◆ Record excerpts:
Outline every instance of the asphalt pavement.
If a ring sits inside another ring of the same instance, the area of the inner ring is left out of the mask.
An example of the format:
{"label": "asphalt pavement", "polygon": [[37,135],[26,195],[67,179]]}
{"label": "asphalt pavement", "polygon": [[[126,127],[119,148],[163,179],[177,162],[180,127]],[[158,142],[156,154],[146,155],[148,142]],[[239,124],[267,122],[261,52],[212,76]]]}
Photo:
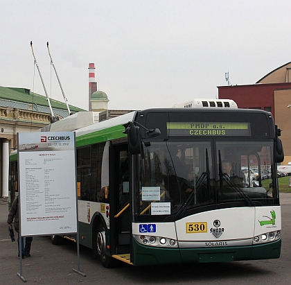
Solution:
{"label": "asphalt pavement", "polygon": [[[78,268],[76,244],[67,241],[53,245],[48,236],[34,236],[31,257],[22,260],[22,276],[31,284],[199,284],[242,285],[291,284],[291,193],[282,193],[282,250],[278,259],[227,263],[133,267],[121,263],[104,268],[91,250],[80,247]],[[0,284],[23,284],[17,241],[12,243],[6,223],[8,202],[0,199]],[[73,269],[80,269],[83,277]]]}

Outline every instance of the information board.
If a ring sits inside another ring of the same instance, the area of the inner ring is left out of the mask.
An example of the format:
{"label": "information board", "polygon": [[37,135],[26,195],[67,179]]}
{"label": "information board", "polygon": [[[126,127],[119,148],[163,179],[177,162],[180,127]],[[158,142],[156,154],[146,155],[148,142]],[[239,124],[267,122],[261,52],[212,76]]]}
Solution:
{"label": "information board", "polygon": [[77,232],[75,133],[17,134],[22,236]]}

◆ Do this: Reproduce every line of the listing above, requests included, but multiply each polygon coordinate in the answers by 1.95 and round it to the nearest whole number, with halves rounded up. Leave the coordinates in the requests and their format samples unchanged, and omit the pictures.

◆ Written response:
Outline every instance of the asphalt pavement.
If a ring sits inside another ring of the same instance, the area of the inner ring is left out of the mask.
An example of the format:
{"label": "asphalt pavement", "polygon": [[37,135],[26,195],[67,179]]}
{"label": "asphalt pavement", "polygon": [[[126,127],[119,148],[163,179],[177,162],[180,127]],[[158,142],[156,154],[146,155],[148,142]],[[239,124],[267,122],[261,52],[212,76]]]}
Photo:
Solution:
{"label": "asphalt pavement", "polygon": [[[152,523],[148,476],[131,470],[103,478],[94,460],[66,460],[60,501],[43,507],[43,538],[60,554],[388,554],[472,556],[567,554],[567,376],[550,376],[550,488],[542,505],[443,513],[259,521],[236,513],[203,523],[177,488],[156,482]],[[0,554],[45,554],[33,470],[23,474],[12,435],[16,394],[0,388]],[[142,525],[156,525],[162,540]]]}

Outline every instance of the information board.
If a ring sits inside another ring of the same instance, the area of the inner ring is left out of the mask.
An example of the format:
{"label": "information board", "polygon": [[37,135],[26,195],[67,179]]}
{"label": "information board", "polygon": [[[126,127],[119,148],[163,179],[177,162],[180,127]],[[158,142],[156,154],[146,155],[148,142]],[[239,124],[267,122],[261,52],[212,76]]]}
Solution:
{"label": "information board", "polygon": [[150,452],[146,259],[33,261],[43,460]]}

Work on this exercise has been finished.